● **AIM OF THE TASK**:
Output every one of the entries below unchanged, line for line.

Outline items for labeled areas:

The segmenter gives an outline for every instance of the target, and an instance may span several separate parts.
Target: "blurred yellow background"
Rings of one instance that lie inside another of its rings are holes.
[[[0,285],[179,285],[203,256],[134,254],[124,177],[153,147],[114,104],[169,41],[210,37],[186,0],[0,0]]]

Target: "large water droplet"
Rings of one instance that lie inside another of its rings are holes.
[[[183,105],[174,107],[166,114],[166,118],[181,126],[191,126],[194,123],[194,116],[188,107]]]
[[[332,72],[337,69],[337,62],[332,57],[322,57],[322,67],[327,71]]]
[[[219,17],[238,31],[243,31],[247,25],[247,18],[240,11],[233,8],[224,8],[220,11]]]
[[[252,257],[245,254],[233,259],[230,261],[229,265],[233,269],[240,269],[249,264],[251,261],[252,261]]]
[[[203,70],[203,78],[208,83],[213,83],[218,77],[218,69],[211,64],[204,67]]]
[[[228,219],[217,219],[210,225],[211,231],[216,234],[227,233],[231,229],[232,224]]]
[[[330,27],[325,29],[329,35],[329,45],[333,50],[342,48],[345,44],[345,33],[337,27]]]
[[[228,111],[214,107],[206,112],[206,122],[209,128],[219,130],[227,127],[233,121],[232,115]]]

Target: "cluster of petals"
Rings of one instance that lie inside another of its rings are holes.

● **WRITTEN SOLUTION**:
The segmenter gives an outline for every instance of the target, and an instance may span several separate parts.
Target: "blurred yellow background"
Rings of one instance that lie inside another of its rings are holes.
[[[0,285],[179,285],[203,256],[134,254],[124,177],[153,147],[114,104],[169,41],[210,37],[186,0],[0,0]]]

Target: "large water droplet"
Rings of one instance that lie inside another of its rings are holes.
[[[183,105],[174,107],[166,114],[166,118],[181,126],[191,126],[194,123],[194,116],[188,107]]]
[[[332,72],[337,69],[337,62],[332,57],[322,57],[322,67],[327,71]]]
[[[219,17],[238,31],[243,31],[247,25],[247,18],[240,11],[233,8],[224,8],[220,11]]]
[[[252,257],[245,254],[233,259],[230,261],[229,265],[233,269],[240,269],[249,264],[251,261],[252,261]]]
[[[203,70],[203,78],[208,83],[213,83],[218,77],[218,69],[211,64],[204,67]]]
[[[228,219],[217,219],[210,225],[211,231],[216,234],[227,233],[231,229],[232,224]]]
[[[330,27],[325,29],[329,35],[329,45],[333,50],[342,48],[345,44],[345,33],[337,27]]]
[[[228,111],[214,107],[206,112],[206,122],[209,128],[219,130],[227,127],[233,121],[232,115]]]

Target: "cluster of petals"
Rings of one instance that lie inside another of its rings are holes.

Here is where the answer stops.